▸ TASK TO COMPLETE
Place each of these lines into a Markdown table with two columns, "Row" for its sequence number and "Line" for its text, omitting any blank lines.

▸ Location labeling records
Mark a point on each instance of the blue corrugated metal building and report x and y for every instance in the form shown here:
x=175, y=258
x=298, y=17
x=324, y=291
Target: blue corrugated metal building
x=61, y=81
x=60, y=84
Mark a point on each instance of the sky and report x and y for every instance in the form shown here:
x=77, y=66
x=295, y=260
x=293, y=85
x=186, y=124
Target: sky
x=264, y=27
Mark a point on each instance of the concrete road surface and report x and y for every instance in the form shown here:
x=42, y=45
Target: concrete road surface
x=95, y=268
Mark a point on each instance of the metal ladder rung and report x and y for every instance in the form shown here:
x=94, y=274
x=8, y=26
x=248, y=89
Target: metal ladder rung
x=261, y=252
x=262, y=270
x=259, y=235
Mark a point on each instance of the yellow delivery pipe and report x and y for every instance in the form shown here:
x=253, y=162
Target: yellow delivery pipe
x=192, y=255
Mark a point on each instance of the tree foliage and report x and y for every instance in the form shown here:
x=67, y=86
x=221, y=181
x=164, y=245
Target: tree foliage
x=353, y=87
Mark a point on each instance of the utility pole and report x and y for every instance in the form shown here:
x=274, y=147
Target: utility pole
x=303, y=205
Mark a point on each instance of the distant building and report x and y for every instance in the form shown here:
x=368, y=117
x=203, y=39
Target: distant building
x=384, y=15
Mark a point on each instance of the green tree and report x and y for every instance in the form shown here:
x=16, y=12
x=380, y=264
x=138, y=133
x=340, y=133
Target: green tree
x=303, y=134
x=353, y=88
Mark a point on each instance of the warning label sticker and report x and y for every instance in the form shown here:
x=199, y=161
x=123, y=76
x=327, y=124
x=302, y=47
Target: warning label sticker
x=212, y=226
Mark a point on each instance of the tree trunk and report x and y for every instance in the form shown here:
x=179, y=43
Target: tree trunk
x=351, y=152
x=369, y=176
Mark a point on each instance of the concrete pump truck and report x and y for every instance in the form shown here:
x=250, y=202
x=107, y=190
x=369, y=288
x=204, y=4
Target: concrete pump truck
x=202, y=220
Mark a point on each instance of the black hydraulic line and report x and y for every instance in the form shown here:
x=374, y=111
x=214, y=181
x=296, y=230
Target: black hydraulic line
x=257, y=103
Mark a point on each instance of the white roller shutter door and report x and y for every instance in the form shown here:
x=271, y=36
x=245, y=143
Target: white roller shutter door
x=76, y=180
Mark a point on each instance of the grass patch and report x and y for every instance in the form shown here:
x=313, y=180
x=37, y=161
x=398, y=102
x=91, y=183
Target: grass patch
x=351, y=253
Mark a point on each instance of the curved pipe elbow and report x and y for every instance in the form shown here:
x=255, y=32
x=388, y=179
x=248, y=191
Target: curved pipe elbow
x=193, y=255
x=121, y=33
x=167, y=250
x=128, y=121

▸ TASK SOLUTION
| Row | Line |
|---|---|
| 1 | Mark a point on each instance of the blue corrugated metal building and report x and y for every instance in the form shown here: |
| 2 | x=175, y=258 |
| 3 | x=298, y=17 |
| 4 | x=324, y=291 |
| 5 | Target: blue corrugated metal building |
| 6 | x=61, y=81 |
| 7 | x=60, y=84 |
| 8 | Mark a point on each instance of the sky and report x and y for every instance in the form shown here: |
| 9 | x=77, y=66 |
| 10 | x=295, y=260 |
| 11 | x=293, y=85 |
| 12 | x=186, y=124 |
| 13 | Target: sky |
| 14 | x=264, y=27 |
| 15 | Mark a point on each instance of the concrete road surface and report x and y for every instance in the form shown here: |
| 16 | x=42, y=45 |
| 17 | Target: concrete road surface |
| 18 | x=95, y=268 |
| 19 | Mark a point on each instance of the metal ladder rung and report x and y for every instance in the form shown here: |
| 20 | x=94, y=274 |
| 21 | x=8, y=26 |
| 22 | x=248, y=89 |
| 23 | Target: metal ladder rung |
| 24 | x=261, y=252 |
| 25 | x=262, y=270 |
| 26 | x=259, y=235 |
| 27 | Mark a point on each instance of the yellow delivery pipe and report x and y for every instance in the form shown here: |
| 28 | x=253, y=162 |
| 29 | Target: yellow delivery pipe |
| 30 | x=192, y=255 |
| 31 | Mark a point on each instance of the tree foliage and report x and y for every instance in the form shown here: |
| 32 | x=67, y=86 |
| 33 | x=221, y=181 |
| 34 | x=164, y=245 |
| 35 | Target: tree foliage |
| 36 | x=353, y=87 |
| 37 | Mark a point on each instance of the utility pole and report x and y for every instance in the form shown here: |
| 38 | x=274, y=147 |
| 39 | Target: utility pole |
| 40 | x=303, y=205 |
| 41 | Mark a point on each instance of the distant building and report x and y for every instance in the form shown here: |
| 42 | x=368, y=117 |
| 43 | x=203, y=39 |
| 44 | Target: distant building |
| 45 | x=384, y=15 |
| 46 | Mark a point on each instance of the green tree and report x and y for every instance in the form shown here: |
| 47 | x=16, y=12 |
| 48 | x=380, y=264 |
| 49 | x=138, y=133 |
| 50 | x=340, y=133 |
| 51 | Target: green tree |
| 52 | x=303, y=134 |
| 53 | x=353, y=88 |
| 54 | Mark a point on each instance of the warning label sticker and report x and y for every instance in the form shown here: |
| 55 | x=199, y=161 |
| 56 | x=123, y=76 |
| 57 | x=327, y=124 |
| 58 | x=302, y=47 |
| 59 | Target: warning label sticker |
| 60 | x=212, y=226 |
| 61 | Mark a point on each instance of the tree trunk and report x and y for every instance in the form shown here: |
| 62 | x=179, y=43 |
| 63 | Target: tree trunk |
| 64 | x=351, y=152 |
| 65 | x=369, y=176 |
| 66 | Mark a point on each instance of the concrete pump truck and report x and y for every instance in the form shown here: |
| 67 | x=250, y=202 |
| 68 | x=107, y=190 |
| 69 | x=369, y=288 |
| 70 | x=204, y=4 |
| 71 | Target: concrete pump truck |
| 72 | x=202, y=220 |
| 73 | Mark a point on each instance of the black hydraulic line and report x and y for every instance in the form shown here: |
| 74 | x=374, y=111 |
| 75 | x=214, y=181 |
| 76 | x=296, y=230 |
| 77 | Target: black hydraulic line |
| 78 | x=257, y=103 |
| 79 | Mark a point on each instance of the white roller shutter door and report x and y for every instance in the form shown here: |
| 80 | x=271, y=36 |
| 81 | x=245, y=143 |
| 82 | Target: white roller shutter door |
| 83 | x=76, y=180 |
| 84 | Mark a point on each instance of the grass patch and report x and y for every instance in the form shown here: |
| 85 | x=313, y=180 |
| 86 | x=37, y=161 |
| 87 | x=398, y=102 |
| 88 | x=91, y=183 |
| 89 | Target: grass patch |
| 90 | x=351, y=253 |
| 91 | Mark a point on each instance of the curved pipe elbow and report x and y for every instance in the form shown here: |
| 92 | x=255, y=32 |
| 93 | x=388, y=179 |
| 94 | x=248, y=191 |
| 95 | Target: curved pipe elbow |
| 96 | x=193, y=255 |
| 97 | x=121, y=33 |
| 98 | x=167, y=250 |
| 99 | x=128, y=121 |